[START OF SELECTION]

SIXTH AMENDMENT TO SECOND AMENDED AND RESTATED OPERATING AGREEMENT OF TPG/CALSTRS, LLC
Exhibit 10.47
SIXTH AMENDMENT TO
SECOND AMENDED AND RESTATED OPERATING AGREEMENT
OF
TPG/CALSTRS, LLC
THIS SIXTH AMENDMENT TO SECOND AMENDED AND RESTATED OPERATING AGREEMENT OF TPG/CALSTRS, LLC (this “Amendment”), is entered into as of February 19, 2010, by and between CALIFORNIA STATE TEACHERS’ RETIREMENT SYSTEM, a public entity (“Investor”), and XXXXXX PROPERTIES GROUP, L.P., a Maryland limited partnership (“Operator”).

[END OF SELECTION]

> _SET TASK A_: According to the amendment, on what date was it entered into?

[START OF INPUT ROWS]

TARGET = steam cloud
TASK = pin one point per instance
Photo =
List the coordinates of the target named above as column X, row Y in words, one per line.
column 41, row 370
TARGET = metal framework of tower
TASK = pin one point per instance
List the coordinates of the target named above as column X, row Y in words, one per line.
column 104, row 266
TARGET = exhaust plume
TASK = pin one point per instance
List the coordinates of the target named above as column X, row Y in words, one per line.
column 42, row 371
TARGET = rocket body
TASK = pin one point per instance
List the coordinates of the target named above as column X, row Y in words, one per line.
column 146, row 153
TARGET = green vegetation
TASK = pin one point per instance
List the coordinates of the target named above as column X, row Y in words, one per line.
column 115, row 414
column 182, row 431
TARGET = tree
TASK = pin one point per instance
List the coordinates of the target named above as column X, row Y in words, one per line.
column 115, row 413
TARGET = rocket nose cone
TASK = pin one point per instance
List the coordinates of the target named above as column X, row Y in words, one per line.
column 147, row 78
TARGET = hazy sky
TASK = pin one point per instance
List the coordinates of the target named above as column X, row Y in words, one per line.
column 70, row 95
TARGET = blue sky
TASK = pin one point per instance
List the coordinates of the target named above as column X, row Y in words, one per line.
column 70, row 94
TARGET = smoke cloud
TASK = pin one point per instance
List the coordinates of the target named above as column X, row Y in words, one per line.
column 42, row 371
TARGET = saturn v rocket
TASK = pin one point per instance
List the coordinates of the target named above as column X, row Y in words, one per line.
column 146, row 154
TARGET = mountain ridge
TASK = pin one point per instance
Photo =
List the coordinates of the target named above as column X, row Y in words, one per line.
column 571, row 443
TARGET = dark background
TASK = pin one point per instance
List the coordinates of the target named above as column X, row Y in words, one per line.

[END OF INPUT ROWS]

> _SET TASK B_: Locate every line of the listing that contains the string "cloud" and copy each one. Case counts.

> _REPLY A_: February 19, 2010

> _REPLY B_:
TARGET = steam cloud
TARGET = smoke cloud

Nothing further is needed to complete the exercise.